Put the data below into a numbered list, from its start up to and including the line with "x=260, y=274", with no blank lines. Leave the pictures out.

Data provided
# # # # #

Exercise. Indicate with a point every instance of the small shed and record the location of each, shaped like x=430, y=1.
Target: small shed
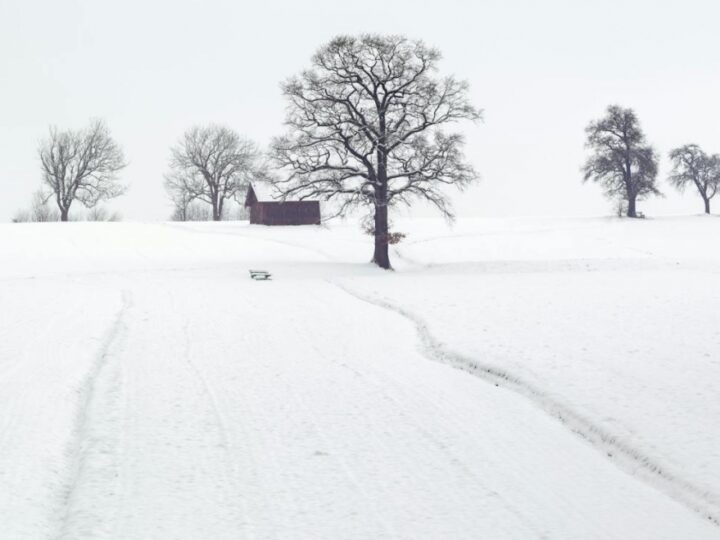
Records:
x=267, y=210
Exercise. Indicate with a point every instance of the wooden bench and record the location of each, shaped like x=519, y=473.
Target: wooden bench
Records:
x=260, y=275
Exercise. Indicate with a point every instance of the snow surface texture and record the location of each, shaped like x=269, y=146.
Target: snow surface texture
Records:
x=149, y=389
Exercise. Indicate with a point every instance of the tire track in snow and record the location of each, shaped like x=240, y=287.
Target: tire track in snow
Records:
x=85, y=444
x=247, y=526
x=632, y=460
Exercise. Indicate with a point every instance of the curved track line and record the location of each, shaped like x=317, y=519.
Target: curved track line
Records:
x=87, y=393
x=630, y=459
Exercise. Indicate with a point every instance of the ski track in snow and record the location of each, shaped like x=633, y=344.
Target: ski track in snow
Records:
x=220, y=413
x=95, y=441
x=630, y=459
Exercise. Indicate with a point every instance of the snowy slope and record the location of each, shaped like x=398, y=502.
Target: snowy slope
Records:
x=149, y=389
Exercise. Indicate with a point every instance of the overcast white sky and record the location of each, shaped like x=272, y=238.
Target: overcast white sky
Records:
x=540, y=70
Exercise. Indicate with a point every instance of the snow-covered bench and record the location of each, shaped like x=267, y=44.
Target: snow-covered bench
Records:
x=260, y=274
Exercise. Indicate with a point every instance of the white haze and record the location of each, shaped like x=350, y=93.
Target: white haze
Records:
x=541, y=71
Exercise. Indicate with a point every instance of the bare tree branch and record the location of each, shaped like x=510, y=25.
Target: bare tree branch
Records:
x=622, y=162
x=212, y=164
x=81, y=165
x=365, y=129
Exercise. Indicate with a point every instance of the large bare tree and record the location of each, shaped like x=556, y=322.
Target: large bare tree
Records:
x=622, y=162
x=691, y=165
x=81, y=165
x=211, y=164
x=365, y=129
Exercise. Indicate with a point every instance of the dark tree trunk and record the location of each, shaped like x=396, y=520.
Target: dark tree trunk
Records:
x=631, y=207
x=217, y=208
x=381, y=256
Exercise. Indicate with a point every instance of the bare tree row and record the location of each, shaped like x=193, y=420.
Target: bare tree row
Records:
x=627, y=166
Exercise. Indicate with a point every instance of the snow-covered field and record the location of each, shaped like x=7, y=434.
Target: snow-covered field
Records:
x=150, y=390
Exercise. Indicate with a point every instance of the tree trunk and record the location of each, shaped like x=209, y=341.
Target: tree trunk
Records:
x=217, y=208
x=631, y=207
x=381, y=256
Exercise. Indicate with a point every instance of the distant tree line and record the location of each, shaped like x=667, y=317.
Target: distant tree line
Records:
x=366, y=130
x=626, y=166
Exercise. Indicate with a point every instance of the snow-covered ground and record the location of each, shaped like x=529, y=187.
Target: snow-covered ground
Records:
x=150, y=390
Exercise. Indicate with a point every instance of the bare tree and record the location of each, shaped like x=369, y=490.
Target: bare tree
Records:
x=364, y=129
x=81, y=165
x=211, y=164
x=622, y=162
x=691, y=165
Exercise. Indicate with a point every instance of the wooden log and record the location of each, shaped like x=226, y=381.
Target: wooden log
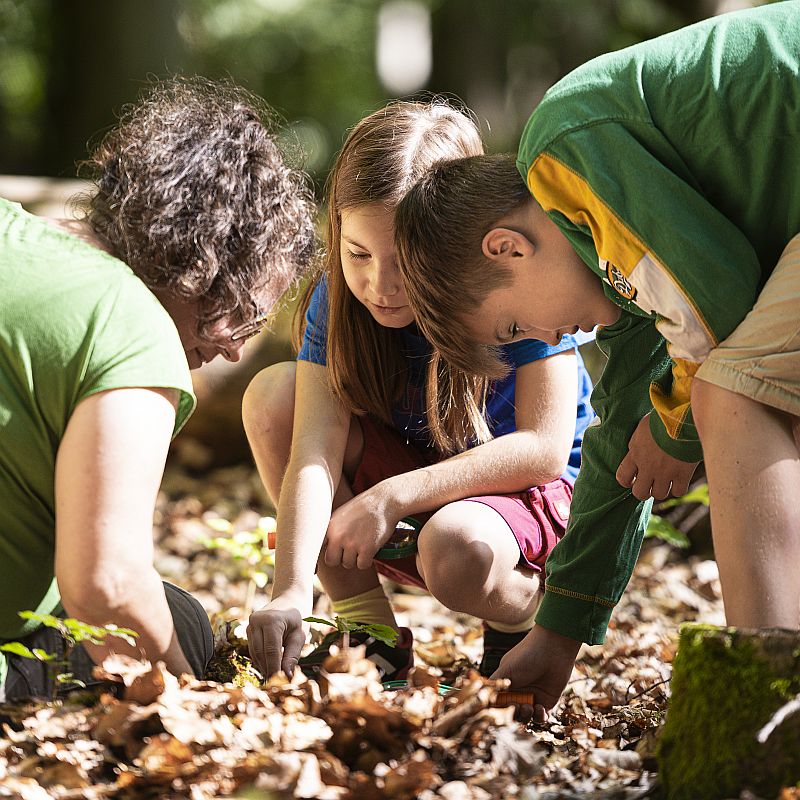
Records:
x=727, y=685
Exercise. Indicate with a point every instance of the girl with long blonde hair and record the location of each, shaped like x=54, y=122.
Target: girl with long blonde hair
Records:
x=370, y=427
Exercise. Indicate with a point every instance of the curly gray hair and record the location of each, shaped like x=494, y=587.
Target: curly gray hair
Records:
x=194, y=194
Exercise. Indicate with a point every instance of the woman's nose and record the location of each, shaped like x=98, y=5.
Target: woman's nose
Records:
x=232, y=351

# # # # #

Response to the exercise
1. Exercise. Indicate with a point every instance of the small shed and record the location of each, shaped like x=430, y=1.
2. Target: small shed
3. Records:
4. x=267, y=210
5. Exercise. Indicate with a point every instance of the wooden bench and record the location of each, shaped like x=519, y=473.
6. Target: wooden bench
7. Records:
8. x=260, y=275
9. Exercise. Indicate with a point every instance of the snow surface texture and record the location of each, shaped like x=269, y=146.
10. Target: snow surface texture
11. Records:
12. x=149, y=389
13. Exercise. Indicate with a point every instance of the tire track in snow and record the location of each, shaped like x=240, y=287.
14. Target: tire track in snow
15. Records:
16. x=85, y=444
17. x=247, y=526
18. x=632, y=460
19. Exercise. Indicate with a point every instance of the curved track line and record the location of each, shaped like x=317, y=519.
20. Target: curved track line
21. Records:
22. x=87, y=393
23. x=630, y=459
24. Exercise. Indicate with a point every instance of the ski track in snow and record the location of each, shaped like x=633, y=344.
25. Target: ski track in snow
26. Records:
27. x=220, y=413
28. x=95, y=441
29. x=630, y=459
30. Exercise. Indicate with a point every instance of the snowy slope and record the location of each, shaped like x=398, y=502.
31. Target: snowy slope
32. Records:
33. x=149, y=389
34. Exercise. Indicate with a point every instance of the overcast white sky and record the location of each, shaped like x=272, y=238.
35. Target: overcast white sky
36. Records:
37. x=540, y=70
38. Exercise. Indicate with a point every instance of the snow-covered bench and record the location of each, shaped like x=267, y=44.
39. Target: snow-covered bench
40. Records:
41. x=260, y=274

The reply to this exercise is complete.